# Start of Information provided
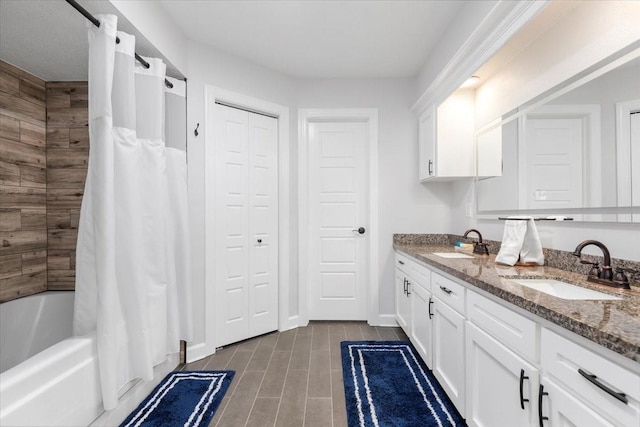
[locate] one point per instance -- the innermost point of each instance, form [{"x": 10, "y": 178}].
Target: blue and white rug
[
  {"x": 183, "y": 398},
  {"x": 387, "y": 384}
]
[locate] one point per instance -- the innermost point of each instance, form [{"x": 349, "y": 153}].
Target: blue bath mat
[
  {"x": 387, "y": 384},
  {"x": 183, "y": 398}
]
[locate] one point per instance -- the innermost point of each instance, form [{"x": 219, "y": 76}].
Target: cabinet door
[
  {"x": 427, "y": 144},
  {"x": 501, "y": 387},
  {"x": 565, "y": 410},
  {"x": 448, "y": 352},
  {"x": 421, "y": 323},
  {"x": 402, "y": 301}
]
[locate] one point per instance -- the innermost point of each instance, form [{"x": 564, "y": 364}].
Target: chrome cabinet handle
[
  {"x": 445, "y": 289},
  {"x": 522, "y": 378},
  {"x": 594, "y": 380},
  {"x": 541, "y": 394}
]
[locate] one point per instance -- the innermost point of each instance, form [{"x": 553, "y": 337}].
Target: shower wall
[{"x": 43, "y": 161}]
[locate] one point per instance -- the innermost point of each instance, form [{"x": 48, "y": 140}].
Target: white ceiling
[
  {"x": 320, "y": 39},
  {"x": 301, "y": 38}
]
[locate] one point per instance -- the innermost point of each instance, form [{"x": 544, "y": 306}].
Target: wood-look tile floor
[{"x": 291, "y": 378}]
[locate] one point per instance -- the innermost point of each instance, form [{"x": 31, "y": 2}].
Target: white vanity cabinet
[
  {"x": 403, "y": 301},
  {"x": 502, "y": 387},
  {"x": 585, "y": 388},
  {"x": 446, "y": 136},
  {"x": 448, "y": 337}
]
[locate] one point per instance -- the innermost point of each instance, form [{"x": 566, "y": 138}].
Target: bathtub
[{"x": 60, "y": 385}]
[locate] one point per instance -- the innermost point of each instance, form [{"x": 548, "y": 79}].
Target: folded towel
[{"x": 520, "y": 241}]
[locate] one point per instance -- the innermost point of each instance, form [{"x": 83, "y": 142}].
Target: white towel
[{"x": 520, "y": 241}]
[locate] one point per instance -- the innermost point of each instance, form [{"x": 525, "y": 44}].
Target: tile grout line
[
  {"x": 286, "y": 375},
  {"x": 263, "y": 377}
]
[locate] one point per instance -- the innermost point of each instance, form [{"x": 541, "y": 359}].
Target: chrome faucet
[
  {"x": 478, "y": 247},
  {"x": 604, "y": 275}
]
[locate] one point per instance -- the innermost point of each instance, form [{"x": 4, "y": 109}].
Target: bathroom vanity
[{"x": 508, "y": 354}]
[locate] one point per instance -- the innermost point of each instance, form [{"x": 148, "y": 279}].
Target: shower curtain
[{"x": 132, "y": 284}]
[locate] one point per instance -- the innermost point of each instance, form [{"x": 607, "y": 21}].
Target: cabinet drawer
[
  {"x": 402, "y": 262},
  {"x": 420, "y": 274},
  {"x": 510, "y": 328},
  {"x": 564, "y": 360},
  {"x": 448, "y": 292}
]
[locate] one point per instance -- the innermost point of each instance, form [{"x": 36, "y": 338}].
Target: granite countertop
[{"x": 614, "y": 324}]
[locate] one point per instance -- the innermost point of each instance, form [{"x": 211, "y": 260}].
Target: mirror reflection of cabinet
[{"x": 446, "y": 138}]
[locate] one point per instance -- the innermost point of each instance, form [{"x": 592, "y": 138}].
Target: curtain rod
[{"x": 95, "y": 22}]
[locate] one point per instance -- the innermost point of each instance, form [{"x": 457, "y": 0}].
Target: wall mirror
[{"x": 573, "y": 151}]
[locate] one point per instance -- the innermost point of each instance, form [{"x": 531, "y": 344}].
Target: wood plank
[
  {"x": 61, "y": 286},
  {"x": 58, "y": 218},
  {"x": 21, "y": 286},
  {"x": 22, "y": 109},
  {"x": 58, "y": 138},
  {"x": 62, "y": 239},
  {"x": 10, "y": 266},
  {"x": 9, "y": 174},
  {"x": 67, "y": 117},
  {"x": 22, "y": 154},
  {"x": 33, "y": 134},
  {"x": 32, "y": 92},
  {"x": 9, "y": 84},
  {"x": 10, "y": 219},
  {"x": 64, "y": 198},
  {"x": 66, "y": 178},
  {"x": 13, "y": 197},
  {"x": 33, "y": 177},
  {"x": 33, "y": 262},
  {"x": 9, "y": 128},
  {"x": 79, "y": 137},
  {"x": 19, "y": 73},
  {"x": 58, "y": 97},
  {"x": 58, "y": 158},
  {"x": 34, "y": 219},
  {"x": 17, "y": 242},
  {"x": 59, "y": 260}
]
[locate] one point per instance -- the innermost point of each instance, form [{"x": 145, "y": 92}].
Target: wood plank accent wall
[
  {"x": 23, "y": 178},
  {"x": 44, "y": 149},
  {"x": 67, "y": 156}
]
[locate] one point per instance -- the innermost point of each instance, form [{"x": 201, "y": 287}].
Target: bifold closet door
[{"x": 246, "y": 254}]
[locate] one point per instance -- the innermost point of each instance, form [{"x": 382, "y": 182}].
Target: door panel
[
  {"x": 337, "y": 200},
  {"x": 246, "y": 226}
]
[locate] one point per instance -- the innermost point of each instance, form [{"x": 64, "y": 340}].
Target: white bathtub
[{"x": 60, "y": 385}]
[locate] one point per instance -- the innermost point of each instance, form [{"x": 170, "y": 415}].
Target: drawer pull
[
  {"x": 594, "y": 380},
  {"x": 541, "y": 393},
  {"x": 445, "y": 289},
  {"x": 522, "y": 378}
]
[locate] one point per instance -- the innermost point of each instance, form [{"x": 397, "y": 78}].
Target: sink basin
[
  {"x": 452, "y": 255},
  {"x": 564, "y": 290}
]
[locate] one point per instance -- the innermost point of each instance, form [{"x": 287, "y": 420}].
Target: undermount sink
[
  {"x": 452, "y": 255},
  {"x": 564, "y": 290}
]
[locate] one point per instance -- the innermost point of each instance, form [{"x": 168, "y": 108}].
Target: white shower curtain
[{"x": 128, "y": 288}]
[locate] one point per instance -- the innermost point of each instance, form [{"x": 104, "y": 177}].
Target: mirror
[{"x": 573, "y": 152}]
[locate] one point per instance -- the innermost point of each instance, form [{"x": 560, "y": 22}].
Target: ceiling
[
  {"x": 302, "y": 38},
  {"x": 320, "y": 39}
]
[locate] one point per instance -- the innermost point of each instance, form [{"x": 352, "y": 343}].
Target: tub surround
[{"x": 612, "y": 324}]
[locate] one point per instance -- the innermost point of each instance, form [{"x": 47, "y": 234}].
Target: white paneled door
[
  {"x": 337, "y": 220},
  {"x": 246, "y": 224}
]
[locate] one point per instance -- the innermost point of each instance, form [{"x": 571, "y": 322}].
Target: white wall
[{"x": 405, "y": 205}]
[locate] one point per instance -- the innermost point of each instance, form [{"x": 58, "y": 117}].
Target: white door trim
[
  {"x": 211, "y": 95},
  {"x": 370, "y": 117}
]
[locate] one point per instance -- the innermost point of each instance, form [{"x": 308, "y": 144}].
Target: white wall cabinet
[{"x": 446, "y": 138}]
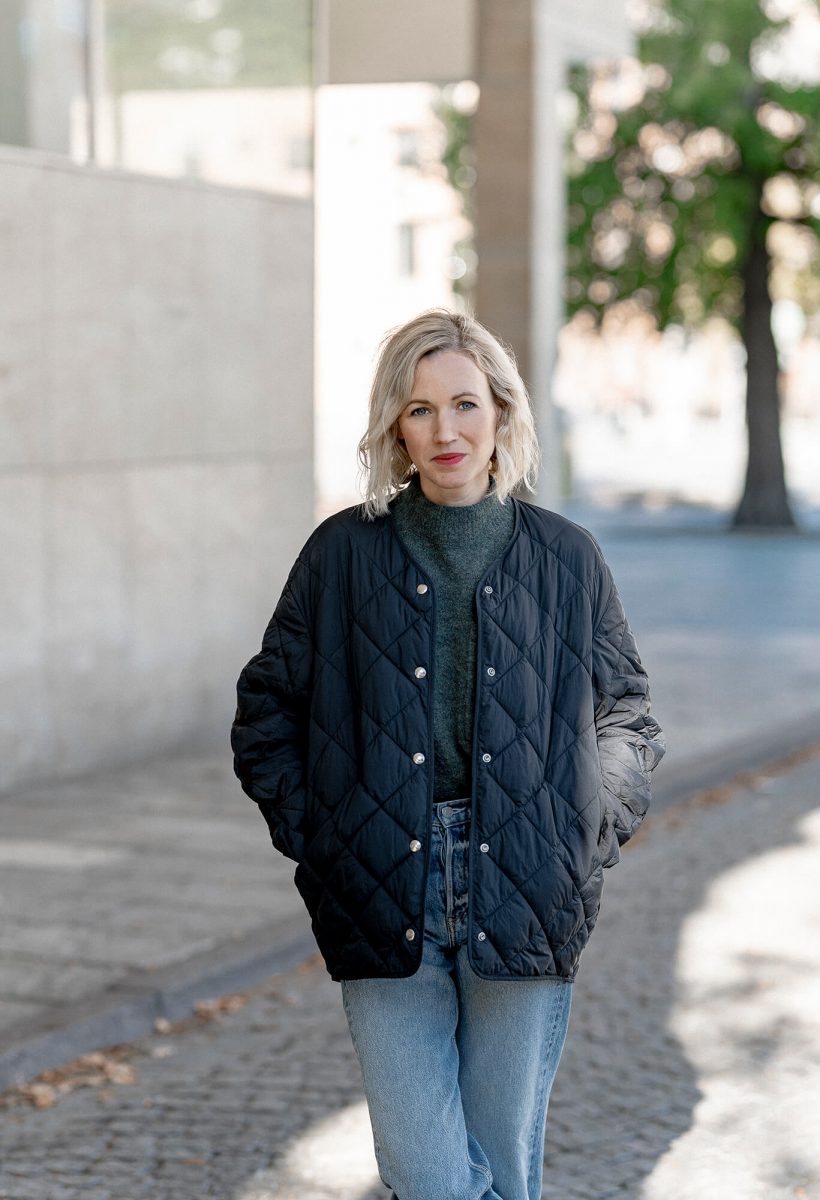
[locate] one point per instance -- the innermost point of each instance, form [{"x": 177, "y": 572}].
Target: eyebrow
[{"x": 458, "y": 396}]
# End of Information provided
# Start of Information provided
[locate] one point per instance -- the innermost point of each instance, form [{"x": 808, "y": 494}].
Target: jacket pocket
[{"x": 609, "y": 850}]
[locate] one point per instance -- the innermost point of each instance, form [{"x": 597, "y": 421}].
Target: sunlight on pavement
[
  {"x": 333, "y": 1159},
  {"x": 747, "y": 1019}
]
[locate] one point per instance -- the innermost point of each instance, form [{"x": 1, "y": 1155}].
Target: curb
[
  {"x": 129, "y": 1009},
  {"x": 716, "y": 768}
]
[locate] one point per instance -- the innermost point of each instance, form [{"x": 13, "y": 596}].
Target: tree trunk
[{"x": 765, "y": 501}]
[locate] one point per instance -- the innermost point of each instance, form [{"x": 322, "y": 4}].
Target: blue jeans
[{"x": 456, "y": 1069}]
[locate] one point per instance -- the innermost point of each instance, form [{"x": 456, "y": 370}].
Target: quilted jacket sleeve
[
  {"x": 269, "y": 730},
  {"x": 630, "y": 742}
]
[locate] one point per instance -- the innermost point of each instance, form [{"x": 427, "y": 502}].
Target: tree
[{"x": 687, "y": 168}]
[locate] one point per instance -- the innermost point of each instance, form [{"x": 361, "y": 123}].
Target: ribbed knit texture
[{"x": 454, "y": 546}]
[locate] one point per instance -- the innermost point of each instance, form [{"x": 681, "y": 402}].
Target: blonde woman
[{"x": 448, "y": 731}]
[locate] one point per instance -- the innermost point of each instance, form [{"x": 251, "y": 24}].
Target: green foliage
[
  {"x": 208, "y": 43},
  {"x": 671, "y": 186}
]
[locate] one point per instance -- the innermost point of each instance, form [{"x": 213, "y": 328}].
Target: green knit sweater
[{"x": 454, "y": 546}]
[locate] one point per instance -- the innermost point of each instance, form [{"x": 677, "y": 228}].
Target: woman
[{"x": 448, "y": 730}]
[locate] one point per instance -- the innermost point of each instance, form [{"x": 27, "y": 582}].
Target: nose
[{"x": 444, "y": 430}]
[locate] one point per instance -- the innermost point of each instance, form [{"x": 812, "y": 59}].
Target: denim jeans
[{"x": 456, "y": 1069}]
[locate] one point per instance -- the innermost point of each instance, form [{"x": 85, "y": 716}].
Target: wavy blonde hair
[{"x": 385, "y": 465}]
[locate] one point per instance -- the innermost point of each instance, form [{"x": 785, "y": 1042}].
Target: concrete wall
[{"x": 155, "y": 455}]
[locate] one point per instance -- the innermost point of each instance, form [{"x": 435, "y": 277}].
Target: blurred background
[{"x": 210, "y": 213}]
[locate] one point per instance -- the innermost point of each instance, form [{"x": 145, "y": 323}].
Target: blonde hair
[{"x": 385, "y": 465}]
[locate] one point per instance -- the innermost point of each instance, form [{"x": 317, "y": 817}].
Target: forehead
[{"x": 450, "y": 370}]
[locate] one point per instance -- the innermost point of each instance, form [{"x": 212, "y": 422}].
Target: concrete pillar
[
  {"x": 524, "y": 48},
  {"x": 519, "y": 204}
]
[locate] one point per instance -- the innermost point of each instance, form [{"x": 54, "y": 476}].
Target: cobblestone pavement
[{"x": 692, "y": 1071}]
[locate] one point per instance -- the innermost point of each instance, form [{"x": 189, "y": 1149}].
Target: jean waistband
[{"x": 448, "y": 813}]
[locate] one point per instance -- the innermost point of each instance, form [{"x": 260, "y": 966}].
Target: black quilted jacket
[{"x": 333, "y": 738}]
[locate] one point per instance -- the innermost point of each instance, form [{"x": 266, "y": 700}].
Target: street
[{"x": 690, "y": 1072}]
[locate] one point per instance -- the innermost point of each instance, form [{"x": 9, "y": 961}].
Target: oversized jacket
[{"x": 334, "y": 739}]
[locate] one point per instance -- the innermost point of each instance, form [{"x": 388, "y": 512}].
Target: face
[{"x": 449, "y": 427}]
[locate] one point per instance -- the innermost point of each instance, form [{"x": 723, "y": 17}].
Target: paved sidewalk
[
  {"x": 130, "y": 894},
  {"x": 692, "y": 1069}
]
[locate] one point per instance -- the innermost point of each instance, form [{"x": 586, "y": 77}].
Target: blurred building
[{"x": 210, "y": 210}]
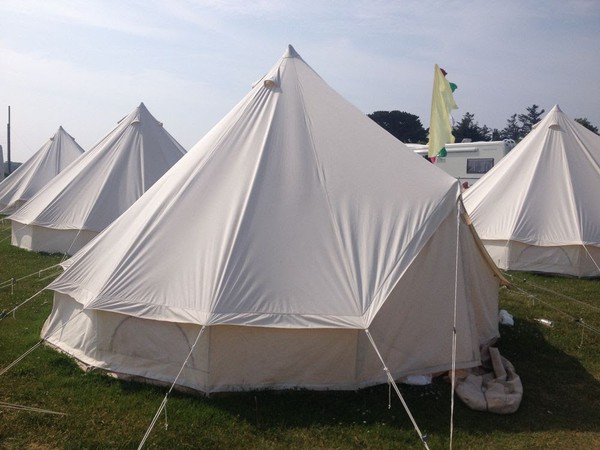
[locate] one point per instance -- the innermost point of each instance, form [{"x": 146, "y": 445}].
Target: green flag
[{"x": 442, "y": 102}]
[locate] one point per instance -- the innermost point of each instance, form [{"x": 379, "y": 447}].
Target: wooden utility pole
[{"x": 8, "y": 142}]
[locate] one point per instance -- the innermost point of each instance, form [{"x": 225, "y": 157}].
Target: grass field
# End of Information provided
Problem requirements: How many lines in the rows above contain the string "towel", matching case exactly? Give only the number.

Solution to this exercise: 2